--- start of Selected passage ---

1. Get the frequently used words in popular protest, politics, or war songs
2. Get the statistics of the data based on groups.

## Get protests songs

We will use this later for the baseline of war related words

In [None]:
#import nltk
#from string import punctuation
import operator

In [None]:
#nltk.download()

In [None]:

country_songs_data['Lyrics'] = country_songs_data.apply (lambda row: clean_lyrics(row['Lyrics']), axis=1)
hot_songs_data['Lyrics'] = hot_songs_data.apply (lambda row: clean_lyrics(row['Lyrics']), axis=1)
#hip_songs_data['Lyrics'] = hip_songs_data.apply (lambda row: clean_lyrics(row['Lyrics']), axis=1)
display(country_songs_data.head())
display(hot_songs_data.head())
#hip_songs_data.head()

In [None]:
# freq = dict()
# #print (pol_df['Lyrics'])
# for lyrics in pol_df['lyrics']:
#     lyrics = [w for w in lyrics.split()]
#     for word in lyrics:
#         if word in freq.keys():
#             freq[word] += 1
#         else:
#             freq[word] = 1

# sorted_freq = sorted(freq.items(), key=operator.itemgetter(1))
# print(sorted_freq[-40:])

--- end of Selected passage ---
--- start of Records provided ---

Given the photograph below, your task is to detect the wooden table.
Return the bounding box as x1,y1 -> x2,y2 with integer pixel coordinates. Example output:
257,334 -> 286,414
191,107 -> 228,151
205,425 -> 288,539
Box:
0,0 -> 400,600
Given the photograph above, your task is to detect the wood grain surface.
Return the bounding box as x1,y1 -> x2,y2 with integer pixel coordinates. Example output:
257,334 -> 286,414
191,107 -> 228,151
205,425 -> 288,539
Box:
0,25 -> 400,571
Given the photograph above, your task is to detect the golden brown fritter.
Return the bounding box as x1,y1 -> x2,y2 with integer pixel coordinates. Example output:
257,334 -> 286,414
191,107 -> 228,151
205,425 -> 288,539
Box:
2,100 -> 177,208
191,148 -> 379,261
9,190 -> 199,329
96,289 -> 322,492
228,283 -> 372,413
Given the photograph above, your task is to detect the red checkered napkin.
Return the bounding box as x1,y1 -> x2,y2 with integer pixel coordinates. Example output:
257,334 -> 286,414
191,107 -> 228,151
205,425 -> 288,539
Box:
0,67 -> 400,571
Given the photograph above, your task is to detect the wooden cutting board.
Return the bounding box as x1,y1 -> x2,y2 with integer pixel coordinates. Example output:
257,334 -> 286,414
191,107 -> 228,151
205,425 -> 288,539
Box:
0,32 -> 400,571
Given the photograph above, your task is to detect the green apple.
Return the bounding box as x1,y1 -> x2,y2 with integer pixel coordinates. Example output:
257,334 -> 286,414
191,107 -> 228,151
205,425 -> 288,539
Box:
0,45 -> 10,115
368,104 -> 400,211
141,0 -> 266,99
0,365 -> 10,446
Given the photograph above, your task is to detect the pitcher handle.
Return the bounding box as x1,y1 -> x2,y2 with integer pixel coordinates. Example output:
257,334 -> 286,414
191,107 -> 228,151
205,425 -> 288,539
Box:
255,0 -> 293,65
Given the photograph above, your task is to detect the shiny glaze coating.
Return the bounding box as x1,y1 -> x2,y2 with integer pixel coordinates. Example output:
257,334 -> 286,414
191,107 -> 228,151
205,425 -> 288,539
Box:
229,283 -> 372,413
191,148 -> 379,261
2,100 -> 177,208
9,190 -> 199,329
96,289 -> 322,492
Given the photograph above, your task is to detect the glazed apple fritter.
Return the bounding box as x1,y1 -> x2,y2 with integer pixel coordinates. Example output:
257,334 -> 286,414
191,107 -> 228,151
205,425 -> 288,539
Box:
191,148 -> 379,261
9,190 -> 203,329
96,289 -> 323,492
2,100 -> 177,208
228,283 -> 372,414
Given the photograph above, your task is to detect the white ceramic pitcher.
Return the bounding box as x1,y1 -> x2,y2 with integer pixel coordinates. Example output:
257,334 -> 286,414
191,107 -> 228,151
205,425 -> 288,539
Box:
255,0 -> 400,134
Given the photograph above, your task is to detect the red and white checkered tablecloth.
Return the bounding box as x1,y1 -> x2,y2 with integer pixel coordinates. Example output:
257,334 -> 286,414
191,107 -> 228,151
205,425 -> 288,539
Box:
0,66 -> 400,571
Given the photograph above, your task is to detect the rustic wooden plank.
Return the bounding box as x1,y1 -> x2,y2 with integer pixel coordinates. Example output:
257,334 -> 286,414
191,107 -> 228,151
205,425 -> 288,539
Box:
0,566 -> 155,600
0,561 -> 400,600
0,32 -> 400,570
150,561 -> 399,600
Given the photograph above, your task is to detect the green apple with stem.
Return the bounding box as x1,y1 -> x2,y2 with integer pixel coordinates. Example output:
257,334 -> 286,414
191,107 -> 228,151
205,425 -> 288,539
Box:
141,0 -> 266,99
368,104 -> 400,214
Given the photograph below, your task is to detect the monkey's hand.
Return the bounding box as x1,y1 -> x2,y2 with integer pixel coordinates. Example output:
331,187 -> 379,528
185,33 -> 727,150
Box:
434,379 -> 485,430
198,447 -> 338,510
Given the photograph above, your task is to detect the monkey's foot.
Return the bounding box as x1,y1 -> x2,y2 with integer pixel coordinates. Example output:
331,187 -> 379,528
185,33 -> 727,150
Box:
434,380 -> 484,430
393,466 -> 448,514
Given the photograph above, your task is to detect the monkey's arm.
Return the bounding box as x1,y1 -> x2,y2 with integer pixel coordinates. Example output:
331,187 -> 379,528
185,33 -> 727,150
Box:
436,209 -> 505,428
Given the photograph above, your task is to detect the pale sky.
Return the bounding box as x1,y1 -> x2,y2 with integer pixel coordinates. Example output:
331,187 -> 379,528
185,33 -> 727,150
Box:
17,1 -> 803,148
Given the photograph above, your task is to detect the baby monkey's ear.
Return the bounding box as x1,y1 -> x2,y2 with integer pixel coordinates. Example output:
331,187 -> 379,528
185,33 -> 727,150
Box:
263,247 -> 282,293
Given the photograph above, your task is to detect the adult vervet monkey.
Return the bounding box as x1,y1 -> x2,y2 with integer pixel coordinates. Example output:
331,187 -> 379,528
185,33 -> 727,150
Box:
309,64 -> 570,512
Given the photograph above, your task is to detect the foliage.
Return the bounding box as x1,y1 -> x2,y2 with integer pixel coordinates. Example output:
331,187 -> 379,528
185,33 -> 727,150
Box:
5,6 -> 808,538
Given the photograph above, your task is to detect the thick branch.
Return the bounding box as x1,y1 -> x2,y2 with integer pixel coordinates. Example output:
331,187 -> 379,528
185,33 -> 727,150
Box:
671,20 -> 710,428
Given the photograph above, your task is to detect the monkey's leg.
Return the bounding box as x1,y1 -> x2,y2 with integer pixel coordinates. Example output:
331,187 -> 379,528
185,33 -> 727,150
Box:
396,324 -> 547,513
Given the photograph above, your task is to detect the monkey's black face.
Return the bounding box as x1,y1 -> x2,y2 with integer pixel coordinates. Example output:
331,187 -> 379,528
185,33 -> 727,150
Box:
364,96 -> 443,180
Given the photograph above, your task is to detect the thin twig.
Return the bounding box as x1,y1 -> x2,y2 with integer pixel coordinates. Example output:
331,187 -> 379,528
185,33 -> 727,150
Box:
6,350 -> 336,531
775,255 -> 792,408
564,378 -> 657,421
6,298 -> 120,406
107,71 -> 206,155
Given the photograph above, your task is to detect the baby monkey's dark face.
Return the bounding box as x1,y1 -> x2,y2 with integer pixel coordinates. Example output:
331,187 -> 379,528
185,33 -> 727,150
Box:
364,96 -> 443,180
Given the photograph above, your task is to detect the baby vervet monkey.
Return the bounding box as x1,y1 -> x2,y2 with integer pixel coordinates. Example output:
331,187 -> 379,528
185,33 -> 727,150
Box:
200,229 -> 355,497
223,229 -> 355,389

--- end of Records provided ---

▸ Exercise instructions
1. Decide whether each statement agrees with the notebook excerpt above. Answer yes or no for each, and quote the words of the excerpt that settle it.
(a) The protest songs are meant to serve later as a baseline for war-related words.
(b) The line that applies clean_lyrics to hip_songs_data is commented out.
(c) The nltk library is imported as active code.
2. Reproduce the notebook excerpt above between "country_songs_data['Lyrics'] = country_songs_data.apply" and "#hip_songs_data.head()", inclusive.

▸ Exercise answers
1.
(a) Yes: "We will use this later for the baseline of war related words"
(b) Yes: "#hip_songs_data['Lyrics'] = hip_songs_data.apply (lambda row: clean_lyrics(row['Lyrics']), axis=1)"
(c) No: "#import nltk"

2.
country_songs_data['Lyrics'] = country_songs_data.apply (lambda row: clean_lyrics(row['Lyrics']), axis=1)
hot_songs_data['Lyrics'] = hot_songs_data.apply (lambda row: clean_lyrics(row['Lyrics']), axis=1)
#hip_songs_data['Lyrics'] = hip_songs_data.apply (lambda row: clean_lyrics(row['Lyrics']), axis=1)
display(country_songs_data.head())
display(hot_songs_data.head())
#hip_songs_data.head()